═══ Passage shown

Potty Training in 3 Days or Less

On Friday morning, we started potty training Eleanor. By lunchtime she had it nailed. I’m not even joking with this. Want to know how we did it? (This is the spot where all the readers with grown or no children look for something more interesting and all the parents of babies and toddlers start paying rapt attention).

So here’s the breakdown: we potty train boot camp style. We’ve done it with both girls at 21 months old and it has rocked. Seriously.

The key is to make sure your kiddo is ready. If they aren’t ready then it really doesn’t matter what method you use because nothing is going to work. By ready I mean: does your kiddo show interest in the potty? Has he or she ever sat on the potty before and successfully used it (even just a drop or two of pee)? If not, you may want to let him play around with the potty chair or seat for a few days or weeks to get familiar with it. Let them see you use the toilet and then, if they show interest, let them trying using it too. Is your child capable of telling you when she needs to use the potty and are you capable of understanding her? It doesn’t matter whether your child uses words, sounds, gestures, sign language, whatever. As long as you can reliably and consistently understand what he is telling you and he can reliably and consistently tell you, then you’re good to go.

Step 1: choose a block of three days when potty training will be priority number one. Do not expect to get anything else done, other than eating and sleeping. Seriously. It is ideal to do this at a time when two adult caregivers are around, because you are going to need a break. (And wine. Don’t forget wine).

Step 2: Supplies. You’re going to need a potty of some sort. Whatever works for you and your setup. We use the Bjorn potty chair, but also have one of those little seats that goes on top of a big toilet (so the munchkin doesn’t fall in). I like the potty chair because even the littlest kids can get on and off of it on their own and, really, independence is what potty training is all about. Amirite? You’ll also need toilet paper and/or baby wipes nearby and something for cleaning up. Since we use cloth diapers, we just use our prefolds for mopping up messes. Some paper towels and a multi-surface cleaner finish off the job.

══════
═══ Records shown

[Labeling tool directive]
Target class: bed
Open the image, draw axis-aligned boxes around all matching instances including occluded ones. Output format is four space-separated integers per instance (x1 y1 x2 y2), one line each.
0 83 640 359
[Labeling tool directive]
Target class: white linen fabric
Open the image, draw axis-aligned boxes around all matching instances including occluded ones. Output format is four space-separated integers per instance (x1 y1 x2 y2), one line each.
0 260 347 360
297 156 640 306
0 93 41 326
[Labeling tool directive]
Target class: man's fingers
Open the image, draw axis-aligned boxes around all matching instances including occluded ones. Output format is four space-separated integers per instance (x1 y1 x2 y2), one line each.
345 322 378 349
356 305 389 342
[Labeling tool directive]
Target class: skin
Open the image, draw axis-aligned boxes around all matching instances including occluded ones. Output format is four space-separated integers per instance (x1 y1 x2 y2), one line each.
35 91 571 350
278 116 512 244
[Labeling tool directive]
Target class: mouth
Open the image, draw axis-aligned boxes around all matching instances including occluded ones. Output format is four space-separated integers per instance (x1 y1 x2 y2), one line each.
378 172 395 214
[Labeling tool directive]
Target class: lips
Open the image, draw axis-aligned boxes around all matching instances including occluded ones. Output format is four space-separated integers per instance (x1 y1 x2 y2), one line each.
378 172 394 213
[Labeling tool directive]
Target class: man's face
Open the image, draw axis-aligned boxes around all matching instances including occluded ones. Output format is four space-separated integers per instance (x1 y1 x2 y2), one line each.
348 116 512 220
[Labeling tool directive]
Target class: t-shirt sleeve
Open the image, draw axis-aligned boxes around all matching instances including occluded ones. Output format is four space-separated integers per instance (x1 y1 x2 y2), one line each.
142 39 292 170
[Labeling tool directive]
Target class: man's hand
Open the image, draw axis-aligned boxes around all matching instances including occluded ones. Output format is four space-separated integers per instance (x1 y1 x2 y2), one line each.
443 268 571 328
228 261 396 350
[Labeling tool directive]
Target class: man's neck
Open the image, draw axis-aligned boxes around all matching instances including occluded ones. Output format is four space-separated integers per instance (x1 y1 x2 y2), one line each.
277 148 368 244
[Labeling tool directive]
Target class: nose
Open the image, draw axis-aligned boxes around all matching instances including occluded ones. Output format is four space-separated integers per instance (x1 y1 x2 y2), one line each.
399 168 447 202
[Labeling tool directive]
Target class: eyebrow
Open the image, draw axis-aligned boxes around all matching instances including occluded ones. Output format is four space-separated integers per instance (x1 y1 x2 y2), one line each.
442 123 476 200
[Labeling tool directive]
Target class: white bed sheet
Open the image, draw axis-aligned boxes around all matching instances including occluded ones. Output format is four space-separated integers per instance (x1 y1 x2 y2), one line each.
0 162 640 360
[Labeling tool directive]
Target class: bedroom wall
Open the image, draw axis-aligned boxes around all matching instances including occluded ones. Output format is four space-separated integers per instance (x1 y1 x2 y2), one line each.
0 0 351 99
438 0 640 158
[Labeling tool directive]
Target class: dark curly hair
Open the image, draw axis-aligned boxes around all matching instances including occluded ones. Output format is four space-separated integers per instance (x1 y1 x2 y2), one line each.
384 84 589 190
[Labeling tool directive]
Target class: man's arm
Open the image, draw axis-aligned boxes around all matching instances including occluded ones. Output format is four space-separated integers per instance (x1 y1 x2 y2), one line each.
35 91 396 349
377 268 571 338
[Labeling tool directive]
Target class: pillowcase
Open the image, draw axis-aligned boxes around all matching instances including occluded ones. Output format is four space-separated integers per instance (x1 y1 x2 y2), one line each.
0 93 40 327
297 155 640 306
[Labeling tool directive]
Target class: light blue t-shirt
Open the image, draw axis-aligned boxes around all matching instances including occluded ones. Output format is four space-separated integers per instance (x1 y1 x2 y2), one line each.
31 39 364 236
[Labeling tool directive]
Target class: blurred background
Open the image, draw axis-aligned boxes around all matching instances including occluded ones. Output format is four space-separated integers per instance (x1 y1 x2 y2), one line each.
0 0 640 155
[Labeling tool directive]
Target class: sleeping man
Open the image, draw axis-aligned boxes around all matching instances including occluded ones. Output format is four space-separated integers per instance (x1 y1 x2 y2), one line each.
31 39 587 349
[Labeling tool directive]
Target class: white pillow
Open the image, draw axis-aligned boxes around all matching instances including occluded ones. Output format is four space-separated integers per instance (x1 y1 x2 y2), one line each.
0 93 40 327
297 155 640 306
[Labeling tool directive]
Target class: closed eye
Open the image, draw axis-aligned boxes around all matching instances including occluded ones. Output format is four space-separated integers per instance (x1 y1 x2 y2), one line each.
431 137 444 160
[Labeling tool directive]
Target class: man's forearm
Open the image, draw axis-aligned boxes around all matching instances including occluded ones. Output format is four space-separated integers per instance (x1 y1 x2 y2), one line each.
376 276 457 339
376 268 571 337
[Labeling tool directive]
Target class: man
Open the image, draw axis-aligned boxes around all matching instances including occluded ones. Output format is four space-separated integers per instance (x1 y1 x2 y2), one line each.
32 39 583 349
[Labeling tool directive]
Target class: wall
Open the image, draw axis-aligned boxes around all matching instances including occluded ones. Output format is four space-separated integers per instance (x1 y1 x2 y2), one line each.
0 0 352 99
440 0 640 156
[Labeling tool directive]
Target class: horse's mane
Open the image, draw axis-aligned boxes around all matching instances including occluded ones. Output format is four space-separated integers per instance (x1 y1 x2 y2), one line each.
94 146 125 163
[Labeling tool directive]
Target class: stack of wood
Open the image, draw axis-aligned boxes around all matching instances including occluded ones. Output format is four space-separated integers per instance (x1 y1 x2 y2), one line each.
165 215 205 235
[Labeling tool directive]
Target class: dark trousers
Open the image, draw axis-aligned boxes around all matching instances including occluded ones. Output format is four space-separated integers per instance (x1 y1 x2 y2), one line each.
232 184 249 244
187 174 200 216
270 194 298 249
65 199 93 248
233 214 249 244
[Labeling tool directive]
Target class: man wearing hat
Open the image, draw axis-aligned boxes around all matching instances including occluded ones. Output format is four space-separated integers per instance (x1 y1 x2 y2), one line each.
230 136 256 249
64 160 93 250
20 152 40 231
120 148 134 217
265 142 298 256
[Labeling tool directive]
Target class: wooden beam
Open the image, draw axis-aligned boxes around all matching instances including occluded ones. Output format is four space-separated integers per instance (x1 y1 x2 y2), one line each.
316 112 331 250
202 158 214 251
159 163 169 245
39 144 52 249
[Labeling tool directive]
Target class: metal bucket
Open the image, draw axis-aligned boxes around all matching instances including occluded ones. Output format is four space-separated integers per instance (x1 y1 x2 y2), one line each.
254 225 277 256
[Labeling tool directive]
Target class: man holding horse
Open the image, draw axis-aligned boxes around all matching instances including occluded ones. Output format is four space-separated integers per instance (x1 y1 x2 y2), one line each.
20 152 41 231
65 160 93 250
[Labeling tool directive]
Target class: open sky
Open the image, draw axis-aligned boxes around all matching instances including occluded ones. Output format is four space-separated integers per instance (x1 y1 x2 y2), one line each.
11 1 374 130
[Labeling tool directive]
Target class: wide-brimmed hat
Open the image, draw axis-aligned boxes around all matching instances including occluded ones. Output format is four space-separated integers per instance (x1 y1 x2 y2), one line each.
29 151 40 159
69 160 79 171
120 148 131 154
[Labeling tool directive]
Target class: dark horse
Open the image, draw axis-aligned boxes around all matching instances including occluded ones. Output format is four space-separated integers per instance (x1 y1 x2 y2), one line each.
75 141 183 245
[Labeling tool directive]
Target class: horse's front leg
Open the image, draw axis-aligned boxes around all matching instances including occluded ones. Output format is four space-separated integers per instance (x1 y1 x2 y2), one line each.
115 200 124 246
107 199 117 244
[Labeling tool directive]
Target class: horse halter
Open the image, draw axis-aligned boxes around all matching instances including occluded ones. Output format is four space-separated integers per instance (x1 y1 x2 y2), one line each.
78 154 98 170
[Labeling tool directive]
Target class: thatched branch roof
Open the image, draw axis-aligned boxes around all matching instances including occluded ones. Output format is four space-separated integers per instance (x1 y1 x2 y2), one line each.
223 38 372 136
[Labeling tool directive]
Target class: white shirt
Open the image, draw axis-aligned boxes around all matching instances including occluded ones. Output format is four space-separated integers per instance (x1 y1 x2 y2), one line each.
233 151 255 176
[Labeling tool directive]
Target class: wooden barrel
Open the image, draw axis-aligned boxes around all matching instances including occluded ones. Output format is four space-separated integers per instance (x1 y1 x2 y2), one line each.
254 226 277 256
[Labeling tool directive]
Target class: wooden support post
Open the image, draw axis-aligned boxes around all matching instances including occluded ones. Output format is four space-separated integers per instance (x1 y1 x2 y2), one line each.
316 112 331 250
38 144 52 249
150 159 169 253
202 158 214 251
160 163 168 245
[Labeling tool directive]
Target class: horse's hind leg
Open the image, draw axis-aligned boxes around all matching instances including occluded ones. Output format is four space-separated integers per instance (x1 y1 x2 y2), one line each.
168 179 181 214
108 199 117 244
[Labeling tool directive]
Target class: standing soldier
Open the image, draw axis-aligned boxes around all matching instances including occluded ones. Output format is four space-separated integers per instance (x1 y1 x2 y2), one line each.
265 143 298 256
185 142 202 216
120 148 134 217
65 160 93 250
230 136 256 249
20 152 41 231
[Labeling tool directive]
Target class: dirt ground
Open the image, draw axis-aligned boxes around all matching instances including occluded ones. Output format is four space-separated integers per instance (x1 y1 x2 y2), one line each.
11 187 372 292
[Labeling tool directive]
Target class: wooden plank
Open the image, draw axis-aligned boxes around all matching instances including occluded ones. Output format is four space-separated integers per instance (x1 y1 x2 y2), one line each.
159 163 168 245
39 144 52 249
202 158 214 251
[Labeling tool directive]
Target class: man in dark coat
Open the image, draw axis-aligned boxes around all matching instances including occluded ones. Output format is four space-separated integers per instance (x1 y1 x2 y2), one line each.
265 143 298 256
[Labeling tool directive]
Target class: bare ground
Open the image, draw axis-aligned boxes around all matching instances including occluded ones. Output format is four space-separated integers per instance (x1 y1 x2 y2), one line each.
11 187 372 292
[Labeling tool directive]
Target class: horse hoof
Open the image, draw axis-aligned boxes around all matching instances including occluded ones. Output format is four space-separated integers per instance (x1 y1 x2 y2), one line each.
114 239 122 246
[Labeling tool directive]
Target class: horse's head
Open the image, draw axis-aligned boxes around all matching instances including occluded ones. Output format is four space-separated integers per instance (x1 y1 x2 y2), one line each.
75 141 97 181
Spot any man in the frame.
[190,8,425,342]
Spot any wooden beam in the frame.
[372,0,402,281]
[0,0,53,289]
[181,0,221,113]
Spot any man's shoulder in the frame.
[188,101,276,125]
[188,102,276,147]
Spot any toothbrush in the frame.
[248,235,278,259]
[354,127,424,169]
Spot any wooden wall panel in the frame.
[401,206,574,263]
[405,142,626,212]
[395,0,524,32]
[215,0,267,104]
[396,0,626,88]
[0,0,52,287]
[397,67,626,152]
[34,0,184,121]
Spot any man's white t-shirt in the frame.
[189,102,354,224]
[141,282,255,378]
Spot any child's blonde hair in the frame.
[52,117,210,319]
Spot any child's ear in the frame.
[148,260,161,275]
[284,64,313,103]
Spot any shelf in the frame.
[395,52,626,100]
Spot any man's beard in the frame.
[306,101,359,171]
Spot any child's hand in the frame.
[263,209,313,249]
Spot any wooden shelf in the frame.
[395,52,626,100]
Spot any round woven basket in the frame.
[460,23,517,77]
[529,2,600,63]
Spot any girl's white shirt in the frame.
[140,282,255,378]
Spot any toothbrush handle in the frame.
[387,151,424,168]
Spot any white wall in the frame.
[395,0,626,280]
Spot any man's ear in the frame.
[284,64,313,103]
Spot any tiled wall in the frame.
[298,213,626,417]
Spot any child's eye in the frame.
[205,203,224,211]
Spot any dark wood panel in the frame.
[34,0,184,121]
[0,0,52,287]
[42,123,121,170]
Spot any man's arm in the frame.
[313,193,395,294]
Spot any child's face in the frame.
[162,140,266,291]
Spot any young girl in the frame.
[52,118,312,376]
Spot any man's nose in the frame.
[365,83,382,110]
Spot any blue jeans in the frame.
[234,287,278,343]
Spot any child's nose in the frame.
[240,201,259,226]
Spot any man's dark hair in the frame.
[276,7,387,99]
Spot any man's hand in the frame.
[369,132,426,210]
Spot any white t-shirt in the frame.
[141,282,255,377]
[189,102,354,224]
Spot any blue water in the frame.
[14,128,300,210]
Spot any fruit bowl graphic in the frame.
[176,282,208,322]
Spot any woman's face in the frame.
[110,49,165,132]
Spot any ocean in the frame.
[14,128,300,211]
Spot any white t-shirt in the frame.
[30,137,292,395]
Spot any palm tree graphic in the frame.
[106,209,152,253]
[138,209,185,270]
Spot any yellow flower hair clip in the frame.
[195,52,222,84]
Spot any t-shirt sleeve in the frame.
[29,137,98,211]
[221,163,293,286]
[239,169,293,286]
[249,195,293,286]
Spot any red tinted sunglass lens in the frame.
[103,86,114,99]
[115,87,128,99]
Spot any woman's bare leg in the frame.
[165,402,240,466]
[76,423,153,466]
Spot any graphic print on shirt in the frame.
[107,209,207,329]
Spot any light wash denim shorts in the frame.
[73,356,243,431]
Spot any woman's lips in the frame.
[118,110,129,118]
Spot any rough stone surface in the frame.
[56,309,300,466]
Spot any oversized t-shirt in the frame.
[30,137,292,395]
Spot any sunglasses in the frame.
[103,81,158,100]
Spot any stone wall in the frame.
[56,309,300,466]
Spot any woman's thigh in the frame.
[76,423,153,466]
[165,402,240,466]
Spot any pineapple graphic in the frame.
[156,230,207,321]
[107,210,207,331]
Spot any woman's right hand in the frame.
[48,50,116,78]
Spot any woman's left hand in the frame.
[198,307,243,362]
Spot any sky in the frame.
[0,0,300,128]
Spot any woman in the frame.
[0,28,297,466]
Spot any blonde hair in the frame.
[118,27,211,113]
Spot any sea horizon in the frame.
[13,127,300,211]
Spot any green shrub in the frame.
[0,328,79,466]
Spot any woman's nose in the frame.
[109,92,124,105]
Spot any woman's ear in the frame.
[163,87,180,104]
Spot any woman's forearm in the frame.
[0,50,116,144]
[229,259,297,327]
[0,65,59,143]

══════

# Written task A
Reproduce the portion of the potty training passage above that starts at "On Friday morning, we" and ends at "paying rapt attention).".
# Written task B
Answer these questions using the potty training passage above.
(i) At what age were both girls potty trained?
(ii) Which brand of potty chair does the family use?
(iii) What does the family use to mop up messes?

# Worked answer A
On Friday morning, we started potty training Eleanor. By lunchtime she had it nailed. I’m not even joking with this. Want to know how we did it? (This is the spot where all the readers with grown or no children look for something more interesting and all the parents of babies and toddlers start paying rapt attention).

# Worked answer B
(i) 21 months old
(ii) Bjorn
(iii) Their cloth diaper prefolds